WHAT IS EXPECTED
Count the lines below that contain the word "woman". Reply with only the number.

RECORDS PROVIDED
★ ★ ★

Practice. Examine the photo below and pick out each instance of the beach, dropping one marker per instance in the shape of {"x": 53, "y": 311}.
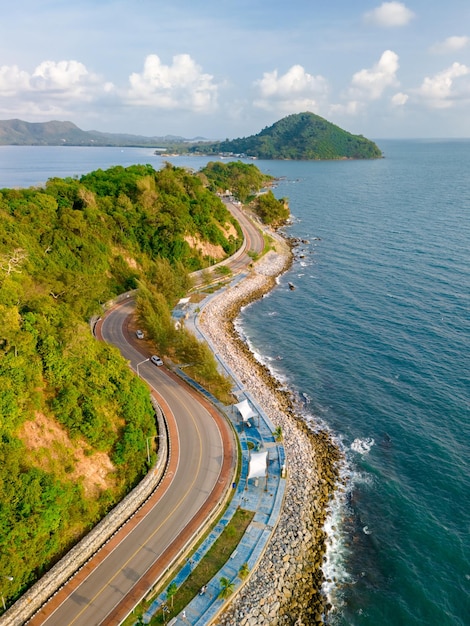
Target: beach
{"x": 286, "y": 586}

★ ★ ★

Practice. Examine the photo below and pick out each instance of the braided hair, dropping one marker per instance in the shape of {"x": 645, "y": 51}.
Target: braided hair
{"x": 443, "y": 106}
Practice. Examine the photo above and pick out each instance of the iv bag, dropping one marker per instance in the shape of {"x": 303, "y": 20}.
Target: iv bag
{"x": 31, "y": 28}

★ ★ ★

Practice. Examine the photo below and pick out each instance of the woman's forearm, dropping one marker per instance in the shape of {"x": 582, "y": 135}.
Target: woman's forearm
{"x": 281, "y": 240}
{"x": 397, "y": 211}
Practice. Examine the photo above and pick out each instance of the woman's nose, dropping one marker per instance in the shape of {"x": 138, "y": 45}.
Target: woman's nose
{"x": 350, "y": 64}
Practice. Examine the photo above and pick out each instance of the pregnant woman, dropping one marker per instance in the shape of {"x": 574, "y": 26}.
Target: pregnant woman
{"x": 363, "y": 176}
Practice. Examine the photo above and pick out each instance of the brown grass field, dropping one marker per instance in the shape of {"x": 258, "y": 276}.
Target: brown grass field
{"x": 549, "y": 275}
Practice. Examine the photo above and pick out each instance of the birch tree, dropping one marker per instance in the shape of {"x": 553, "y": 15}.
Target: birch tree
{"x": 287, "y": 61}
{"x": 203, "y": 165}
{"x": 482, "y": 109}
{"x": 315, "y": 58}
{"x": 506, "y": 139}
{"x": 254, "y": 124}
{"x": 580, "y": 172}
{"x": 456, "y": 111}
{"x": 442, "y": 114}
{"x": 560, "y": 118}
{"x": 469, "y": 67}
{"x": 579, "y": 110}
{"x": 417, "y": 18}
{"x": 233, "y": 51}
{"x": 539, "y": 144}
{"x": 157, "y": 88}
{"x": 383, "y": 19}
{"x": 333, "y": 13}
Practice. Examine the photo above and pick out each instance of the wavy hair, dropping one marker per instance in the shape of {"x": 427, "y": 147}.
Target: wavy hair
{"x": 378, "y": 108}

★ ★ ★

ANSWER TO THIS EXERCISE
6